### ページ抜粋
さらにまた、スイッチング周波数の高周波化に伴い配線のインダクタンスに蓄えられるエネルギーの消費による電力損失も無視できなくなっている。
本発明は、回路部品を増やすことなく、電力損失を低減し得るフライバック形コンバータ回路を提供することを目的としている。
【0005】
【課題を解決するための手段】
前述のような問題を解決するため、請求項1の発明では、直流入力電源から負荷に至る電流路を選択的に開閉するスイッチング半導体素子と、該スイッチング半導体素子に直列に接続される1次巻線と、該1次巻線と粗結合の2次巻線とを備えるトランスと、前記スイッチング半導体素子に並列に接続され、かつ互いに直列接続されたキャリアライフタイムの長いダイオードとほぼ一定の電圧を維持する電圧クランプ手段と、前記トランスの2次巻線に直列接続される整流用ダイオードと、負荷電圧の検出電圧と予め設定された基準電圧との誤差増幅信号を発生する誤差増幅回路と前記誤差増幅信号が鋸歯状波信号よりも低いときにパルス幅制御信号を発生するパルス幅制御回路とからなる制御回路を備え、前記スイッチング半導体素子のオン期間に前記トランスの漏洩インダクタンスに蓄えられたエネルギーを、前記スイッチング半導体素子のオフ期間に前記電荷蓄積ダイオードの順方向導通により前記電圧クランプ手段に一旦蓄え、かつその蓄えられたエネルギーを前記電荷蓄積ダイオードの逆方向導通により前記直流入力電源に戻すと共に、前記スイッチング半導体素子がオンの期間に前記トランスに蓄えられたエネルギーを、前記スイッチング半導体素子がオフのときに前記整流用ダイオードを通して負荷側に電流を供給するフライバック形コンバータであって、前記制御回路は、前記直流入力電源の検出された電圧と前記スイッチング半導体素子の検出された電圧とを比較して、前記スイッチング半導体素子の検出された電圧が前記直流入力電源の検出された電圧よりも小さくなるときに反転する信号を生じる比較回路を備え、前記パルス幅制御回路は、前記比較回路から出力された前記信号を受けるときに、又は所定遅延時間後に前記鋸歯状波信号を発生して、前記スイッチング半導体素子にターンオン信号を与えることによって、確実に前記電荷蓄積ダイオードが逆回復した後に、前記スイッチング半導体素子をターンオンさせることを特徴とするフライバック形コンバータを提供する。
【0006】
前述のような問題を解決するため、請求項2の発明では、請求項1において、前記制御回路は、前記スイッチング半導体素子の両端の電圧がゼロあるいは最低電圧になるときに、又は前記電荷蓄積ダイオードを逆方向に流れる逆方向電流がゼロになるときに、前記スイッチング半導体素子をターンオンさせることを特徴とするフライバック形コンバータ回路を提供する。
######
### 提供された行
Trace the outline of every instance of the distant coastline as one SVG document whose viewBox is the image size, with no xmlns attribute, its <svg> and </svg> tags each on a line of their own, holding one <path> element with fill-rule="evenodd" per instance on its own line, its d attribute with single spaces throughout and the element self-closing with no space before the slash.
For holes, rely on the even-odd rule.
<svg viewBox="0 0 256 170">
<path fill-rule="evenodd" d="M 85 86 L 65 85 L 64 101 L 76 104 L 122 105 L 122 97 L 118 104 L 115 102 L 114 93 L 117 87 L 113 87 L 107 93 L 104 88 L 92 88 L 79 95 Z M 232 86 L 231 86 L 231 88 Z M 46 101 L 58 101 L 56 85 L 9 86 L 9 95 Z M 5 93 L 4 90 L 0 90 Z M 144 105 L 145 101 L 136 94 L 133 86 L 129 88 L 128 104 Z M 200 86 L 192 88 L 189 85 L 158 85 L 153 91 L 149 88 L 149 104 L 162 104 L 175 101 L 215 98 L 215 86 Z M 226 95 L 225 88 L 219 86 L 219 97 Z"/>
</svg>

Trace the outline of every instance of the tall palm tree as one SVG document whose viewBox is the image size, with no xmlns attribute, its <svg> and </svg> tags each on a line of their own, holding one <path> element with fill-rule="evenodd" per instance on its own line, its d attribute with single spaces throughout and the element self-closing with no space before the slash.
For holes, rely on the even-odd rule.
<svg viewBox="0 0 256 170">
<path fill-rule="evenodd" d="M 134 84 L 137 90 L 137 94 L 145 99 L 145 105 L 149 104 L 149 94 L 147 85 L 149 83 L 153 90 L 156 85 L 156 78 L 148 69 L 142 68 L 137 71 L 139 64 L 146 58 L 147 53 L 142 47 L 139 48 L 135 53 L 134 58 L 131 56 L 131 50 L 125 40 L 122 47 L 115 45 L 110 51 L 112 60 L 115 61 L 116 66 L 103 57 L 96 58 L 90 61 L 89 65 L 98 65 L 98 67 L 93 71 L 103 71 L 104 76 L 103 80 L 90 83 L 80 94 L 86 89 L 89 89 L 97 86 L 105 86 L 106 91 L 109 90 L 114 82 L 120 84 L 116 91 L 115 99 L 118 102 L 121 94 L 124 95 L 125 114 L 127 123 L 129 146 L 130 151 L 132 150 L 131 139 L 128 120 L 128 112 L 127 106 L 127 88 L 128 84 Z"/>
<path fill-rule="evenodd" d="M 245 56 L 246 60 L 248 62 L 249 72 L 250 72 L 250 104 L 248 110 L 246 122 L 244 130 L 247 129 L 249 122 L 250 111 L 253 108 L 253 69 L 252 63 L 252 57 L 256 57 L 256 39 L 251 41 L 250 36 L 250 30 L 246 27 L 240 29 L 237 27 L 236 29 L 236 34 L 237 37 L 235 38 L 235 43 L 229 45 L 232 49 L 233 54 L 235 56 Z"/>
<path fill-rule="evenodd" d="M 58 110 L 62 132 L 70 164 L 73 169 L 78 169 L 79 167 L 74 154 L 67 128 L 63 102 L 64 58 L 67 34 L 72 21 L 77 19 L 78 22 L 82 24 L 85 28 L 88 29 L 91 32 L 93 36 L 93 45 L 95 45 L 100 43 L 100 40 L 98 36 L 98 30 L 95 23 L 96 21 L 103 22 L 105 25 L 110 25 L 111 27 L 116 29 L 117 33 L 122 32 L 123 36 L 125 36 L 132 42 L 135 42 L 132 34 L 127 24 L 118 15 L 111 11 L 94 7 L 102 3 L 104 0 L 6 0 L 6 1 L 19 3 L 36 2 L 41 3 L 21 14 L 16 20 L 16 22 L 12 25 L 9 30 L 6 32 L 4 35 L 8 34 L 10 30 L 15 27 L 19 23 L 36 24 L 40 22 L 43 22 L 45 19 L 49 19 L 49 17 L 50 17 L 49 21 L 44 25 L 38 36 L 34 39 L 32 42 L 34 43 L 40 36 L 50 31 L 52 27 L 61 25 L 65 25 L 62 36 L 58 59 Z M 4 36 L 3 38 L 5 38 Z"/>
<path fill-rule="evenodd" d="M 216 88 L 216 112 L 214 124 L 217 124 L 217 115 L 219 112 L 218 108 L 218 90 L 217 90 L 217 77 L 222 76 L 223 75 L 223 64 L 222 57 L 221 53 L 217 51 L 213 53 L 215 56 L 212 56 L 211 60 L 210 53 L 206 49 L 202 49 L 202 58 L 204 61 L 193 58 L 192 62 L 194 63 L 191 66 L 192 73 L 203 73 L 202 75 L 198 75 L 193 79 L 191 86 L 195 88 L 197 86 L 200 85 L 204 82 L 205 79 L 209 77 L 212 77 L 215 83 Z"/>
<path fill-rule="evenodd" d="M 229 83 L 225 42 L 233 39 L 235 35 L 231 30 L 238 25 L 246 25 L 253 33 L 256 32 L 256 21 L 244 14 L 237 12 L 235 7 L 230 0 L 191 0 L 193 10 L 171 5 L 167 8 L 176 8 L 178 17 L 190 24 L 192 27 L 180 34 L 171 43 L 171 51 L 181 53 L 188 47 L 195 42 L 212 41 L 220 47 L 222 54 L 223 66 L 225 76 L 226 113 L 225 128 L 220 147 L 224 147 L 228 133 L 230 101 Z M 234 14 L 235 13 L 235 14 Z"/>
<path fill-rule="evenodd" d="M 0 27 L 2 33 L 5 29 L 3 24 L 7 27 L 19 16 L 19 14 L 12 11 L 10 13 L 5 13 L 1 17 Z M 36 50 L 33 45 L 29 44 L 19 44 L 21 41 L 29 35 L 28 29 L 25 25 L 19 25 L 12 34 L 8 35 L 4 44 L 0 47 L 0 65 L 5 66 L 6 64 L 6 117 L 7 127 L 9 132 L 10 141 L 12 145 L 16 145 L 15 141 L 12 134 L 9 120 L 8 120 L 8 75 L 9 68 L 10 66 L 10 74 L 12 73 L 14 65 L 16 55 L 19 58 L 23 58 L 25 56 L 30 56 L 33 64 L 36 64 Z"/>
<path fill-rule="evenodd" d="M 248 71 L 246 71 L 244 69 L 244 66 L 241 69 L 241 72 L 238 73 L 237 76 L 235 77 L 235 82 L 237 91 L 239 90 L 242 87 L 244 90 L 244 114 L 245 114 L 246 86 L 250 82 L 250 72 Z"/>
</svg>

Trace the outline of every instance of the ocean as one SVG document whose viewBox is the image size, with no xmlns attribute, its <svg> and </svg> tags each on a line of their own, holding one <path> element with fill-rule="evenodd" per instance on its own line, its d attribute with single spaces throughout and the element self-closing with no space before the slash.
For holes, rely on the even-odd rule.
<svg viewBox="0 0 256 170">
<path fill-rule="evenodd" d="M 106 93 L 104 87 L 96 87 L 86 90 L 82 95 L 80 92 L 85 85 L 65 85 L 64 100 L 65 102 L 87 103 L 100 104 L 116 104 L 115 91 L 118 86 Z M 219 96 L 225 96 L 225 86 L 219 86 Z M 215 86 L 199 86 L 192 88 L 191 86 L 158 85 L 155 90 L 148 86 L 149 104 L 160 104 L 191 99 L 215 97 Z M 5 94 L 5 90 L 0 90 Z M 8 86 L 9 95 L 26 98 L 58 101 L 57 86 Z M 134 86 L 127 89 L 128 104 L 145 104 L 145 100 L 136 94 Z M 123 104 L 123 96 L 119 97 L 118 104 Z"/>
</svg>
######
作業指示:
フライバック形コンバータに関する抜粋から、次の問いに答えてください。
1. スイッチング周波数の高周波化に伴い、何に蓄えられるエネルギーの消費による電力損失が無視できなくなっているか。
2. 本発明は、何を増やすことなく電力損失を低減し得るフライバック形コンバータ回路の提供を目的としているか。
3. 請求項2の発明で、制御回路がスイッチング半導体素子をターンオンさせるのは、その両端の電圧がどうなるときか。
これらの行は抜粋と関係がありません。

作業結果:
1. 配線のインダクタンス
2. 回路部品
3. ゼロあるいは最低電圧になるとき